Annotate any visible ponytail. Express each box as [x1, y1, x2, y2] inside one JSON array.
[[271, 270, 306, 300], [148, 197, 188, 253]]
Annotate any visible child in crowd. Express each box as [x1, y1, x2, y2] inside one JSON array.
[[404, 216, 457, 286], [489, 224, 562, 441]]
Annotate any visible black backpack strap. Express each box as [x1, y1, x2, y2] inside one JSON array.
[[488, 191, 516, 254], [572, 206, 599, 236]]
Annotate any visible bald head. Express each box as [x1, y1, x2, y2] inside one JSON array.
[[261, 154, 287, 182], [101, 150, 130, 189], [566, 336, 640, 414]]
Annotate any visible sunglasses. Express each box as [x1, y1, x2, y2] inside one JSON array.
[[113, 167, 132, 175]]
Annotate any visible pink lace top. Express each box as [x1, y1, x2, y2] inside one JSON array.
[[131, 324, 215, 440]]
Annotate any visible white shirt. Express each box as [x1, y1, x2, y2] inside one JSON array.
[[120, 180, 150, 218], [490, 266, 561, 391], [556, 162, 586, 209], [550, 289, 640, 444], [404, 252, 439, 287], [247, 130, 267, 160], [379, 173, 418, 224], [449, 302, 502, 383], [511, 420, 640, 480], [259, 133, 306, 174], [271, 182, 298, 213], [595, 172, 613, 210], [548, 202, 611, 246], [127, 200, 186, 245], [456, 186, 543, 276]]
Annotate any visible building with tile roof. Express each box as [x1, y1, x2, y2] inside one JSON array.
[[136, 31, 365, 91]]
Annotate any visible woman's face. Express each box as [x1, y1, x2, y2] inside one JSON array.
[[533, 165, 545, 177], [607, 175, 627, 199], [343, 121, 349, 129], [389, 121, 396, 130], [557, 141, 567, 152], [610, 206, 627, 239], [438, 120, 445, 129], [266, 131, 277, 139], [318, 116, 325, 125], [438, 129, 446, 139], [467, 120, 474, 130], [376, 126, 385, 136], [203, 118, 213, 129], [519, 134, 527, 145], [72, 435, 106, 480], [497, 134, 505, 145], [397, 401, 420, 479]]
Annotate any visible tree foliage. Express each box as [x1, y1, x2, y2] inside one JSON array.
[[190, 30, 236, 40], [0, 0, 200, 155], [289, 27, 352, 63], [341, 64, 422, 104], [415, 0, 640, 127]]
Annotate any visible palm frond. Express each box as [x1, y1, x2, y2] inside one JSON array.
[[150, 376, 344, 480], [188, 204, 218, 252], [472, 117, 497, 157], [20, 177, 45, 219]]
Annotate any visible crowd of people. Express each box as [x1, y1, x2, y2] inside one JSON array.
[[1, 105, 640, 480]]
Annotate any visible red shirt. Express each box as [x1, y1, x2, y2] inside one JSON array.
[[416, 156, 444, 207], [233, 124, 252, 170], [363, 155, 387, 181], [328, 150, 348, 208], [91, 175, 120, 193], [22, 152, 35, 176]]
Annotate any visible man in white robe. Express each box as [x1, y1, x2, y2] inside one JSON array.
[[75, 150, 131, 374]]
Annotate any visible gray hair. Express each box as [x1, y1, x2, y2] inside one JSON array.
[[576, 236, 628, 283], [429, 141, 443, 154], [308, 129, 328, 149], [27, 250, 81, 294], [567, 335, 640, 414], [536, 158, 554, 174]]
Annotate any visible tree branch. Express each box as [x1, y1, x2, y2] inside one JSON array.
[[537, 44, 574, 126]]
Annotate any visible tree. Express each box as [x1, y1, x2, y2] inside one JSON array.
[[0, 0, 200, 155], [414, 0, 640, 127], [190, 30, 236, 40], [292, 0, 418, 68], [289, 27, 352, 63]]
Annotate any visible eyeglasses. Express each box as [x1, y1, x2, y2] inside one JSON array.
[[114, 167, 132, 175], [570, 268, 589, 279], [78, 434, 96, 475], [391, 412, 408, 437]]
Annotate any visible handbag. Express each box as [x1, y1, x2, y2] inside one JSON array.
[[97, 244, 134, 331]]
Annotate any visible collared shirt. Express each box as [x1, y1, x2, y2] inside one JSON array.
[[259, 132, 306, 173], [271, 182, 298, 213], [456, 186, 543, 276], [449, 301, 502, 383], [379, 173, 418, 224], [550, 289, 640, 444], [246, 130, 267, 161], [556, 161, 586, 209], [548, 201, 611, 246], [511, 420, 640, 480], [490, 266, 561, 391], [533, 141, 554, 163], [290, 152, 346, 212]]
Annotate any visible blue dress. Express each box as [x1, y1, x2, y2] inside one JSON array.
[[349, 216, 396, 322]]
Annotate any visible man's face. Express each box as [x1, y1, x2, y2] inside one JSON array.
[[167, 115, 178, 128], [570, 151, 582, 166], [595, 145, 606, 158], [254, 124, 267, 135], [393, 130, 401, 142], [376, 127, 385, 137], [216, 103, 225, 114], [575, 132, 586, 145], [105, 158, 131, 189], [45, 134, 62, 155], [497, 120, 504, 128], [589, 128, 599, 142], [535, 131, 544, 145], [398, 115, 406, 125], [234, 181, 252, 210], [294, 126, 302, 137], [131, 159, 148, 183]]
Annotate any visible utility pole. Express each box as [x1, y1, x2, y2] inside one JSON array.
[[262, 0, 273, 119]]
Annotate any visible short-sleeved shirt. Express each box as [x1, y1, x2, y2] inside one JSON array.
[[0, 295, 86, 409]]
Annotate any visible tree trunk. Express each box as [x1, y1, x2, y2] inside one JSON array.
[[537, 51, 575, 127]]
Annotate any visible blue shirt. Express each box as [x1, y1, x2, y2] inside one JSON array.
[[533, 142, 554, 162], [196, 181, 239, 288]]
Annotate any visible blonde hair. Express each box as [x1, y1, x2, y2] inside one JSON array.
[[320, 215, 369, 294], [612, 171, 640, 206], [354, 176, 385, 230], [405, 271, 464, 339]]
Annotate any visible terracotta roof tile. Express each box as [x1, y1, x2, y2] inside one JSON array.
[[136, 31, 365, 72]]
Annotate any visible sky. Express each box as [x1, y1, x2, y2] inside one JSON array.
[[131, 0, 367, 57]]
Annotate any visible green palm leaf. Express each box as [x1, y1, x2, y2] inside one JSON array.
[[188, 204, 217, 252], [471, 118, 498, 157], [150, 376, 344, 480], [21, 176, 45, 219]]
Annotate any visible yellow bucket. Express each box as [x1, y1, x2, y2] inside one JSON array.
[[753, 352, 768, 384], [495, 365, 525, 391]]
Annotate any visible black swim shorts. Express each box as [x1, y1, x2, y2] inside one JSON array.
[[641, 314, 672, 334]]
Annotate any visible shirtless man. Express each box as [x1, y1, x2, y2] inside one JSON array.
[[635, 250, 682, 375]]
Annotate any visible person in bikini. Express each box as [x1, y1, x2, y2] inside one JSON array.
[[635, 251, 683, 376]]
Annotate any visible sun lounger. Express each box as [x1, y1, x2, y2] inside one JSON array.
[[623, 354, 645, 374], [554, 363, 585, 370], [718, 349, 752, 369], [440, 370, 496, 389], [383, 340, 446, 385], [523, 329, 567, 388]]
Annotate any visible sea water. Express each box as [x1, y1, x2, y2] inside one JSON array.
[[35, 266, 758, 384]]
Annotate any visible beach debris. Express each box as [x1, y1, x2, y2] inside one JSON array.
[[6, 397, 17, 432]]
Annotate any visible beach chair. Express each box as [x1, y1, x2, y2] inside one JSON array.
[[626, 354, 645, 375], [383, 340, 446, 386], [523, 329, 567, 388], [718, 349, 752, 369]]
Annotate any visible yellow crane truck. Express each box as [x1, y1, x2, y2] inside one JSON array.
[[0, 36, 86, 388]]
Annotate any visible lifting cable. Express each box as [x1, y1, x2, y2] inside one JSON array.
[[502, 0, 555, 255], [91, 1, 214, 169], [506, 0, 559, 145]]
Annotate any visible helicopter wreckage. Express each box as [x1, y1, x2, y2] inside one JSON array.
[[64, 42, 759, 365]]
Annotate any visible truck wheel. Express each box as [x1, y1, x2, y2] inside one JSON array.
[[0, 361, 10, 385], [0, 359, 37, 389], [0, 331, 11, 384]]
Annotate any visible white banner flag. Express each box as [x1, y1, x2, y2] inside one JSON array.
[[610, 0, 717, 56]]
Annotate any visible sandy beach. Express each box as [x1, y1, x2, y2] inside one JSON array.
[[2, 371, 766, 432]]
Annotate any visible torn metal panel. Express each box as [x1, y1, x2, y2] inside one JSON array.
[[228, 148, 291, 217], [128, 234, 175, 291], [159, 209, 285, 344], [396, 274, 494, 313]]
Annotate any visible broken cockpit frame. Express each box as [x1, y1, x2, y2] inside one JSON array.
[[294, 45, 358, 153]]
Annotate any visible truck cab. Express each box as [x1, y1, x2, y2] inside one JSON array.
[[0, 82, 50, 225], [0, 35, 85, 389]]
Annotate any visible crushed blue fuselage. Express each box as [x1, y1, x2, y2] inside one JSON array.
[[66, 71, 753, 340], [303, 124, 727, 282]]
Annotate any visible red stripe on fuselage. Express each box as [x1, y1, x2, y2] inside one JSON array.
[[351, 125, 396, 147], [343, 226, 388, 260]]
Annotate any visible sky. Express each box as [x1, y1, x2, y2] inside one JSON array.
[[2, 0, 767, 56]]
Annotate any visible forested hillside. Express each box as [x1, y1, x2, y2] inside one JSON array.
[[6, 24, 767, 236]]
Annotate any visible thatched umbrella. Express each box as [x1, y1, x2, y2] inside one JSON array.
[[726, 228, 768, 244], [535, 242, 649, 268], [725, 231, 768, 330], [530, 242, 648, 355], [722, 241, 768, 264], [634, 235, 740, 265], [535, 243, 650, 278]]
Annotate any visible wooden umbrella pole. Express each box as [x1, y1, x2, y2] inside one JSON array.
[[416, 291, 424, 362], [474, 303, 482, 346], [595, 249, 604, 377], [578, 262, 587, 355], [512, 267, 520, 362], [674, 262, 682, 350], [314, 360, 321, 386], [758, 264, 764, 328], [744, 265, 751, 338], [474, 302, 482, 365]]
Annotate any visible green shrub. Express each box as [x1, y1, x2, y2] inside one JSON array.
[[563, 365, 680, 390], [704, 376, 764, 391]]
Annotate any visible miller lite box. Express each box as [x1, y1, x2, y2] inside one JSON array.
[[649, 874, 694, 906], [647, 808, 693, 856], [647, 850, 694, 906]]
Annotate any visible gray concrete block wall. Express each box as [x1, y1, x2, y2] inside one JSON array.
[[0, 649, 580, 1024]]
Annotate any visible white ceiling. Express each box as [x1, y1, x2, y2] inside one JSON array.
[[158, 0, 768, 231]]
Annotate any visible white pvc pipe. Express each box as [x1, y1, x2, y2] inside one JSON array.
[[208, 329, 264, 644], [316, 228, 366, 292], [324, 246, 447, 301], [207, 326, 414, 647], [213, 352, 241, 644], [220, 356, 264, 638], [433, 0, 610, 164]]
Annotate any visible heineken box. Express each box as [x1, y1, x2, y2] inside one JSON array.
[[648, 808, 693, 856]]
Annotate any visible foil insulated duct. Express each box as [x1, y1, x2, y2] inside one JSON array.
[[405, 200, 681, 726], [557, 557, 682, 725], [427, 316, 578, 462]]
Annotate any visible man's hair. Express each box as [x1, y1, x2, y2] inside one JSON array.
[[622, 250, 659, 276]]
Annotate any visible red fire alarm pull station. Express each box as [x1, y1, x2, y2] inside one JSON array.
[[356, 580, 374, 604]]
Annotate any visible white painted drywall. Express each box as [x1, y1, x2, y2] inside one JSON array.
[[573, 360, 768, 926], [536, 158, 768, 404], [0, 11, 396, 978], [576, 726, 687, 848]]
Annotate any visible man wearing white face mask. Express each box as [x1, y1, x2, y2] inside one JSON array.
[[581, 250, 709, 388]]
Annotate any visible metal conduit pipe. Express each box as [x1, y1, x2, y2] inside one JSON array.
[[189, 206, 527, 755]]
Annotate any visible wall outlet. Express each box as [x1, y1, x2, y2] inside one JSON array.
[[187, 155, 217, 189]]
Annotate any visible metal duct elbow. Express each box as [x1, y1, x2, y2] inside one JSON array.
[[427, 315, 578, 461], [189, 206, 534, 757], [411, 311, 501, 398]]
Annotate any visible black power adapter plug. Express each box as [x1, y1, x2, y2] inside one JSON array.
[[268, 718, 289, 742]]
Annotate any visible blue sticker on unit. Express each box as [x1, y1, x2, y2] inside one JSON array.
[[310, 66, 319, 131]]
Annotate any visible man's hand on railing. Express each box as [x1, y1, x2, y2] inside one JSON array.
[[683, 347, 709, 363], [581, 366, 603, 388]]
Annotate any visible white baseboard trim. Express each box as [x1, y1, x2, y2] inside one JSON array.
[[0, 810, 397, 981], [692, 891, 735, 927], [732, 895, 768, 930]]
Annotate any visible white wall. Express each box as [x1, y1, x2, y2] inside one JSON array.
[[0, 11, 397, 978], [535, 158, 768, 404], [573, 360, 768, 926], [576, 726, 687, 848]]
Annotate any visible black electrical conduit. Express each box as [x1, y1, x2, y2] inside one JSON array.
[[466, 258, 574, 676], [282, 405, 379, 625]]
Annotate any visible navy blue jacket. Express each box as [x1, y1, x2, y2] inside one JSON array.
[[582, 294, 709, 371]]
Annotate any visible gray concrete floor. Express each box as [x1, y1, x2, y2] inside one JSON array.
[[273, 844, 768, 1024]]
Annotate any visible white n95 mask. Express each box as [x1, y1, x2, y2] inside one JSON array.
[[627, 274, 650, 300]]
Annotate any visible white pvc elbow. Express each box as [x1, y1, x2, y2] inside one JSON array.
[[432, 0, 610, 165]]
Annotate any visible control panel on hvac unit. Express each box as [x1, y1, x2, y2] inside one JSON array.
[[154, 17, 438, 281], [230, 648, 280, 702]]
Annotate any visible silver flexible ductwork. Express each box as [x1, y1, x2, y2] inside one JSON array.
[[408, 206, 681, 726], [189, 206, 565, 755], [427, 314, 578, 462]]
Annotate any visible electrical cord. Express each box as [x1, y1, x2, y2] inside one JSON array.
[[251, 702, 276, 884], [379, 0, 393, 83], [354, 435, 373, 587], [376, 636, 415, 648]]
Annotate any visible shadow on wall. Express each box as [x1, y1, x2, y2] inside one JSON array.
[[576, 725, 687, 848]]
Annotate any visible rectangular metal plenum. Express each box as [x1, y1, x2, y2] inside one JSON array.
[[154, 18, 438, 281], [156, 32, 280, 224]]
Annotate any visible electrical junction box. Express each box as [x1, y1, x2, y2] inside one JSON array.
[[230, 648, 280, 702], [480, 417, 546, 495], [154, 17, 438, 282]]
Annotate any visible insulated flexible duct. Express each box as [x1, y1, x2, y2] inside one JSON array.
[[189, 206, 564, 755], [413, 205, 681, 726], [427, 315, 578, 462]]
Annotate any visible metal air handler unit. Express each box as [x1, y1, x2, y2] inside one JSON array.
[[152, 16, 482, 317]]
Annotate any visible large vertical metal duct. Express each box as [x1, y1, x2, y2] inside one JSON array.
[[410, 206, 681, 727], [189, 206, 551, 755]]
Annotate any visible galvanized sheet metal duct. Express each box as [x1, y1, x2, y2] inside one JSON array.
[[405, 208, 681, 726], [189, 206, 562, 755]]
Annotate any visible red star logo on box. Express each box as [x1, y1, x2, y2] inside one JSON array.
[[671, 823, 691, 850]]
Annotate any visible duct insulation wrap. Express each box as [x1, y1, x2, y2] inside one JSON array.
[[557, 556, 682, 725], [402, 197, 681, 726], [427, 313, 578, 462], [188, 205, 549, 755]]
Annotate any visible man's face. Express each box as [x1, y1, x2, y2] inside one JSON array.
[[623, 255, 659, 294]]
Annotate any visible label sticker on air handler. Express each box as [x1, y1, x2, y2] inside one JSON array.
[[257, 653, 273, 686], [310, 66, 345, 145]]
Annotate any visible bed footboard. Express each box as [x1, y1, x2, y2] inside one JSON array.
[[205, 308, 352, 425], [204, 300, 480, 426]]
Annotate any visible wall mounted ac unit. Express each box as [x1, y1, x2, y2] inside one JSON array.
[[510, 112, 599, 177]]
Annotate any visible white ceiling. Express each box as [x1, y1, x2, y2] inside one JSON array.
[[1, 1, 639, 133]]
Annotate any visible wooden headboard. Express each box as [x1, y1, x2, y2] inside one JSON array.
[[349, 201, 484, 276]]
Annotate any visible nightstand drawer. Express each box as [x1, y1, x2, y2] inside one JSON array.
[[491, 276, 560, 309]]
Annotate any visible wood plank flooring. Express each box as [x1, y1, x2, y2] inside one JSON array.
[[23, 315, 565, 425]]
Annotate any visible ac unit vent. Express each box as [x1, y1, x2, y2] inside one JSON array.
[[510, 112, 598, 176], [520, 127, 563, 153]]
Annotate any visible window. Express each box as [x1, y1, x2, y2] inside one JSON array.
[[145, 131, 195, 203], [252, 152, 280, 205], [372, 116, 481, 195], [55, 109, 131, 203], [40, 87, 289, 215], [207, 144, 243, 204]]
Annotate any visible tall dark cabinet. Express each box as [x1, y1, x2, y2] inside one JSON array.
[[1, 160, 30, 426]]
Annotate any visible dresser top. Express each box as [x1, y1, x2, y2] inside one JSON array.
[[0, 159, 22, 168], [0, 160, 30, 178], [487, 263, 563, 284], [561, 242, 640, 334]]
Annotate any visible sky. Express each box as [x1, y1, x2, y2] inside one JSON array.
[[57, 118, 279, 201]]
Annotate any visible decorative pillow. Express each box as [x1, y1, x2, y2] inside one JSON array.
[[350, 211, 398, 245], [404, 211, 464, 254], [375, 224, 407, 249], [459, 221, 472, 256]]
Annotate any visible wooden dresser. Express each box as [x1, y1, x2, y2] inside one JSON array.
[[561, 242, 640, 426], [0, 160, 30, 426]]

········

TRY IT
Write out the line containing "Annotate any visible wooden dresser." and every line after it through the end of the entries. Keep each one exactly as it is, and add nothing.

TASK ANSWER
Annotate any visible wooden dresser. Express each box as [x1, y1, x2, y2] inside one JSON array.
[[561, 242, 640, 426], [0, 160, 30, 426]]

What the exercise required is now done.